- _Short task_:
Format the stretch from the start of the entries below through the line containing "[232,259,266,354]" as a JSON list of strings, with one string per line and blank lines omitted.

- _Material supplied_:
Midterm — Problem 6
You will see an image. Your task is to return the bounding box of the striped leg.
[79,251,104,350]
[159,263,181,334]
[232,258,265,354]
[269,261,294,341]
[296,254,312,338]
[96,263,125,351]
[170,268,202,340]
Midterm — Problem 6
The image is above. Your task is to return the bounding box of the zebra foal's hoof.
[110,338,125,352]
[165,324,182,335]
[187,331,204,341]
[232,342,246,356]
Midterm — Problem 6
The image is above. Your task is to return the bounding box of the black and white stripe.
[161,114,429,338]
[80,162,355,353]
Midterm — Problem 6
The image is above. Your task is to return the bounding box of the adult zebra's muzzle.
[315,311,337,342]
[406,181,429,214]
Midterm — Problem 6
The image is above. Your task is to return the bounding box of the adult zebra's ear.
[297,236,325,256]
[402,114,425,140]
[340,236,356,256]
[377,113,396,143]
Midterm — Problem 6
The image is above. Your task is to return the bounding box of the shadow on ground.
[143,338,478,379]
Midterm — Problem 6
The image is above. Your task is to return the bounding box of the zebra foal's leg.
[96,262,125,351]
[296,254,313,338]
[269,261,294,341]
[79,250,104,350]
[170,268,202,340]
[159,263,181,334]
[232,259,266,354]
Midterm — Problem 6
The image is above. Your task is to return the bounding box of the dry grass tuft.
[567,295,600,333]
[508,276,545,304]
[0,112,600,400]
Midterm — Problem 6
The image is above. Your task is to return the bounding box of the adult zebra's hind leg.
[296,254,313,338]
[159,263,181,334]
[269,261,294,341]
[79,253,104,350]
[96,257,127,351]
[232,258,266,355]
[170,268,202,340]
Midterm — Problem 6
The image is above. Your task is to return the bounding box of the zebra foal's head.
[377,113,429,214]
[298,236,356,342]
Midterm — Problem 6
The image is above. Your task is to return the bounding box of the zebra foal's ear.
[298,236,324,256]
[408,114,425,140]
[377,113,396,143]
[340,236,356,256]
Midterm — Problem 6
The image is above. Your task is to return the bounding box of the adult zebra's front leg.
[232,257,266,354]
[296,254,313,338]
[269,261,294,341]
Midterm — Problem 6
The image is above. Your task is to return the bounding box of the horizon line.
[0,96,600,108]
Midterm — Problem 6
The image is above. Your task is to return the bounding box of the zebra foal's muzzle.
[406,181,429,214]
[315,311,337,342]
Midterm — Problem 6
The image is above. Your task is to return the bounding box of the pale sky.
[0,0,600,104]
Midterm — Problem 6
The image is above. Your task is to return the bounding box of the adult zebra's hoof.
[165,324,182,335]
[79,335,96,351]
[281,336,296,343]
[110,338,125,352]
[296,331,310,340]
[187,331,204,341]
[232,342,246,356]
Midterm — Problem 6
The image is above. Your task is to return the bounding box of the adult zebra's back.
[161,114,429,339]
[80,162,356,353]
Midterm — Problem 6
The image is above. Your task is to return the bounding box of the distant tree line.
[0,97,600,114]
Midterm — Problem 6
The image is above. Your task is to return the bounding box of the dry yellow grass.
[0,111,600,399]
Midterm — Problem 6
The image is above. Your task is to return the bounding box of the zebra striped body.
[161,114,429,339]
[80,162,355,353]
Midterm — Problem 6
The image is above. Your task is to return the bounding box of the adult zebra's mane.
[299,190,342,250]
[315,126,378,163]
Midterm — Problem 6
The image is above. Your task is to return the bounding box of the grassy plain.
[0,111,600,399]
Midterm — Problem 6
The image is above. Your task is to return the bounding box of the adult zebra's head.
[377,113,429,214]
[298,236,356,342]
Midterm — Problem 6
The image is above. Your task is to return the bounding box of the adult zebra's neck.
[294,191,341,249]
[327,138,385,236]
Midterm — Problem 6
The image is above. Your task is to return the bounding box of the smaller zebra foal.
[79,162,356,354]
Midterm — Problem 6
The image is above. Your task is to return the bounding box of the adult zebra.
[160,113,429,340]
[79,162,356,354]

- _Response_:
[
  "Midterm — Problem 6",
  "You will see an image. Your task is to return the bounding box of the striped leg.",
  "[79,251,104,350]",
  "[159,263,181,334]",
  "[232,258,265,354]",
  "[269,261,294,341]",
  "[296,254,312,338]",
  "[96,263,125,351]",
  "[170,268,202,340]",
  "Midterm — Problem 6",
  "The image is above. Your task is to return the bounding box of the zebra foal's hoof.",
  "[110,338,125,352]",
  "[165,324,182,335]",
  "[187,331,204,341]",
  "[232,342,246,356]",
  "Midterm — Problem 6",
  "The image is above. Your task is to return the bounding box of the black and white stripe.",
  "[161,114,429,338]",
  "[80,162,355,353]",
  "Midterm — Problem 6",
  "The image is above. Your task is to return the bounding box of the adult zebra's muzzle.",
  "[315,311,337,342]",
  "[406,181,429,214]",
  "Midterm — Problem 6",
  "The image is above. Your task is to return the bounding box of the adult zebra's ear.",
  "[297,236,325,256]",
  "[402,114,425,140]",
  "[340,236,356,256]",
  "[377,113,396,143]",
  "Midterm — Problem 6",
  "The image is above. Your task is to return the bounding box of the shadow on ground.",
  "[143,338,478,379]",
  "Midterm — Problem 6",
  "The image is above. Your task is to return the bounding box of the zebra foal's leg.",
  "[96,262,125,351]",
  "[296,254,313,338]",
  "[269,261,294,341]",
  "[79,250,104,350]",
  "[170,268,202,340]",
  "[159,263,181,334]",
  "[232,259,266,354]"
]